Saved entries:
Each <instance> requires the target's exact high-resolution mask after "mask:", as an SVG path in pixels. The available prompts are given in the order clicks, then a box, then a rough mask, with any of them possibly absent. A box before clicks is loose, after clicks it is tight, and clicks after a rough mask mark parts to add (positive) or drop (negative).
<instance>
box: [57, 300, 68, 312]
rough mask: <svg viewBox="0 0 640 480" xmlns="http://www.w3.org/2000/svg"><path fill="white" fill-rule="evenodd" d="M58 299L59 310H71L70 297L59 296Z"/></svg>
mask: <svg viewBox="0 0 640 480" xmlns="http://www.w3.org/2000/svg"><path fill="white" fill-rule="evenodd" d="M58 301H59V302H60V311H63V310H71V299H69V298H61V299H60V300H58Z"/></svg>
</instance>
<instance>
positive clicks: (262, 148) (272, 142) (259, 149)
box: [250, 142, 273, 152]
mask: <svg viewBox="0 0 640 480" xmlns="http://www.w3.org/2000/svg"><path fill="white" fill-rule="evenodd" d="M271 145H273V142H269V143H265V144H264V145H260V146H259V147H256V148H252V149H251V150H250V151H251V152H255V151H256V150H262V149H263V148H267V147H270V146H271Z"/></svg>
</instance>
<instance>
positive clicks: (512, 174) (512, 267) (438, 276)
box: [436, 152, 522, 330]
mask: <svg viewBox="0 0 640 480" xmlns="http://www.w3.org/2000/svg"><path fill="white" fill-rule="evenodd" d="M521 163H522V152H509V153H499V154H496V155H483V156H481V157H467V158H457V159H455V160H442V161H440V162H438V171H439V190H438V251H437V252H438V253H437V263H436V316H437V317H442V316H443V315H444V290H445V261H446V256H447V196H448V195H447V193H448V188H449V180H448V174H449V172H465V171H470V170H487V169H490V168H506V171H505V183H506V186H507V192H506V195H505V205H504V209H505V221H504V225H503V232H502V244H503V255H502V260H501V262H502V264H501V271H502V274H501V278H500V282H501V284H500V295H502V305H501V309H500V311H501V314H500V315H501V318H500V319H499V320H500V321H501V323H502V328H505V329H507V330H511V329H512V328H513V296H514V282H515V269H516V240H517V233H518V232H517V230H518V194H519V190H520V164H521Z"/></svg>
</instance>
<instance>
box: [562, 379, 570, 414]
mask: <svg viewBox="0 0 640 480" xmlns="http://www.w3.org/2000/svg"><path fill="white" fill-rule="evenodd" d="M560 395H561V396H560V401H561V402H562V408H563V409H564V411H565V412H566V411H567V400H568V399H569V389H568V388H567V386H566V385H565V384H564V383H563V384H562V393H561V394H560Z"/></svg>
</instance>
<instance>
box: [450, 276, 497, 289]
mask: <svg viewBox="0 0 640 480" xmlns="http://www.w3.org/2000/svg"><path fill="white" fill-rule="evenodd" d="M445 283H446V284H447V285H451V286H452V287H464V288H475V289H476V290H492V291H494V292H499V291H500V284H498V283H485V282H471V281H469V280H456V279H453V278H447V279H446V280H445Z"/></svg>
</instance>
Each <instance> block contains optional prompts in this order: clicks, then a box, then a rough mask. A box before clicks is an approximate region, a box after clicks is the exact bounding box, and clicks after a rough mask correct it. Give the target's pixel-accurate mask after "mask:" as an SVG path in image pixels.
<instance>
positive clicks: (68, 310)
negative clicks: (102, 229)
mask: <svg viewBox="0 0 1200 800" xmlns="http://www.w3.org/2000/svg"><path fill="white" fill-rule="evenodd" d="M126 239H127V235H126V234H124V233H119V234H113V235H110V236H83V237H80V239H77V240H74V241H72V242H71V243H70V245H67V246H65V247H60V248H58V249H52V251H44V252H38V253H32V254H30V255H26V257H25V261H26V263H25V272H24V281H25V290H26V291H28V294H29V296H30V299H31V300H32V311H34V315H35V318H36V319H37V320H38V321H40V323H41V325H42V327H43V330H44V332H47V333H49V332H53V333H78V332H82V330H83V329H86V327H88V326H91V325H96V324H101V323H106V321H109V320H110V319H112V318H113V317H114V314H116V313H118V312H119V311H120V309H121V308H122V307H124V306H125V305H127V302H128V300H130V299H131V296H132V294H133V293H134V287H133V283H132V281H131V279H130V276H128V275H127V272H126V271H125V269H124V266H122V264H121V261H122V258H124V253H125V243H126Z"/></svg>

PROBLEM – Copy the lines of the material verbatim, starting at its first line and ending at the line containing "rough mask: <svg", with both ends included.

ANSWER –
Each <instance> requires the target's exact high-resolution mask after "mask:", as an SVG path in pixels. The available prompts are given in the order clicks, then a box, then a rough mask, with any of them possibly absent. A box before clicks is loose, after clicks it is tight, and clicks after a rough mask mark parts to add (positive) or drop (negative).
<instance>
box: [57, 300, 68, 312]
rough mask: <svg viewBox="0 0 640 480" xmlns="http://www.w3.org/2000/svg"><path fill="white" fill-rule="evenodd" d="M58 299L59 310H71L70 297L59 296Z"/></svg>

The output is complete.